• **Set exercise**: Rewrite the lake volume puzzle page starting at "Solution of Google" and ending at "the Google lake volume puzzle.", using "source" in place of "code".

• **Document section**:
****************
Solution of Google Lake Volume Puzzle - graycat
Below we have output and code for the
Google lake volume puzzle.
======
graycat
Below we have output and code for the Google lake volume puzzle.

    
    
         >glv_puzzle 4 9 7 5 9 7 4 8 3 4 2 6 5 8 12 0 0 0 3 6 5 8 9 0 2 5 3
         GLV_puzzle:  Started ...
         GLV_puzzle:  Number of walls = 27
         GLV_puzzle:  Max wall height = 12
         GLV_puzzle:  Max wall height at 15
         GLV_puzzle.  Calculating left results.
         GLV_puzzle.  Calculating right results.
         GLV_puzzle:  Lake volume = 89
    
         PRINT_LAKE:  We display the lake with walls 'X' and water '.'
    
                       X
                       X
                       X
          X..X.........X.......X
          X..X..X.....XX......XX
          XX.XX.X.....XX......XX
          XX.XX.X...X.XX....X.XX
          XXXXX.X...XXXX....XXXX..X
         XXXXXXXX.X.XXXX....XXXX..X
         XXXXXXXXXX.XXXX...XXXXX..XX
         XXXXXXXXXXXXXXX...XXXXX.XXX
         XXXXXXXXXXXXXXX...XXXXX.XXX
    
         GLV_puzzle:  Returning.
****************
• **Data**:
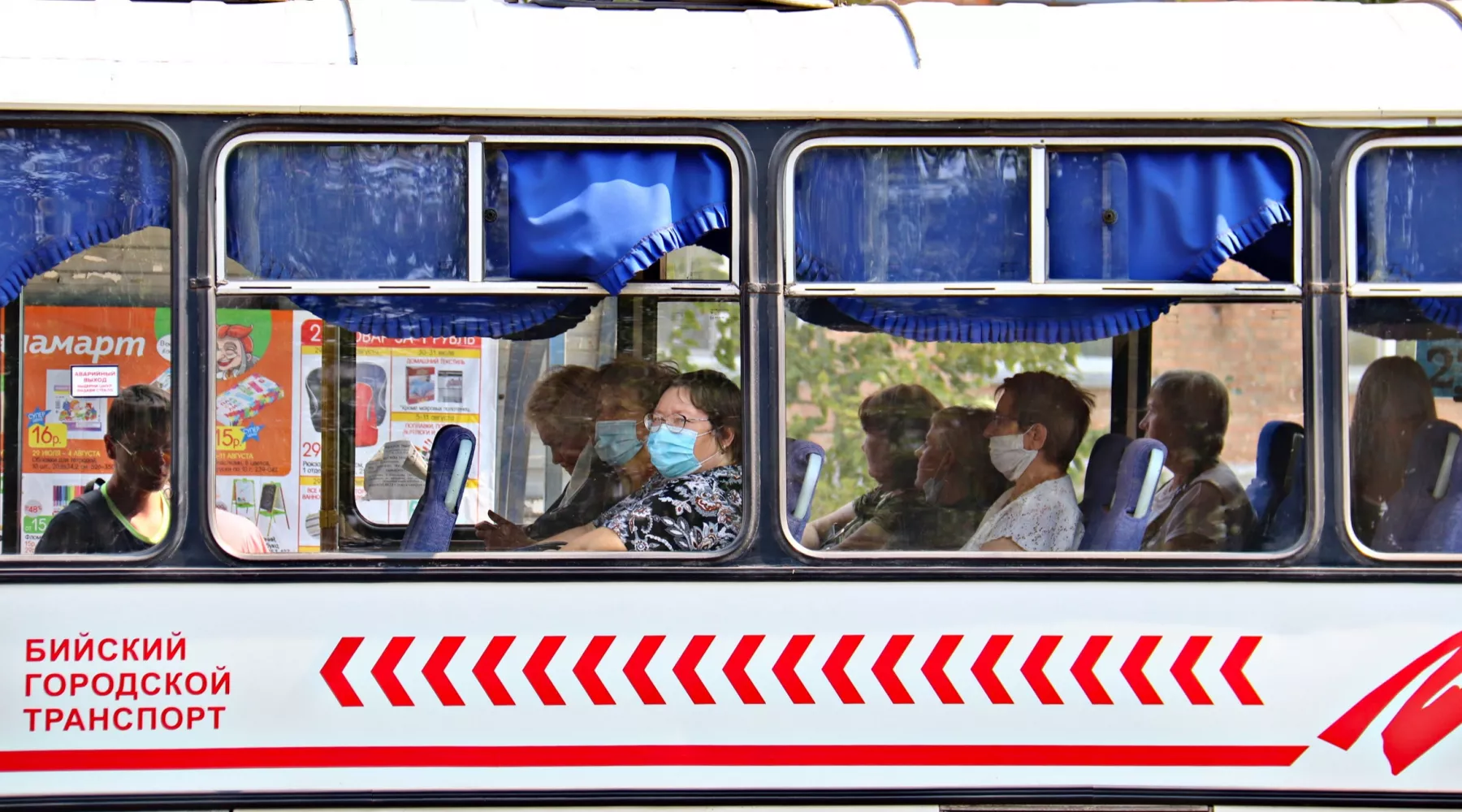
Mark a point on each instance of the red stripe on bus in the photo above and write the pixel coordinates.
(654, 755)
****************
• **Reply to the task**:
Solution of Google Lake Volume Puzzle - graycat
Below we have output and source for the
Google lake volume puzzle.
======
graycat
Below we have output and source for the Google lake volume puzzle.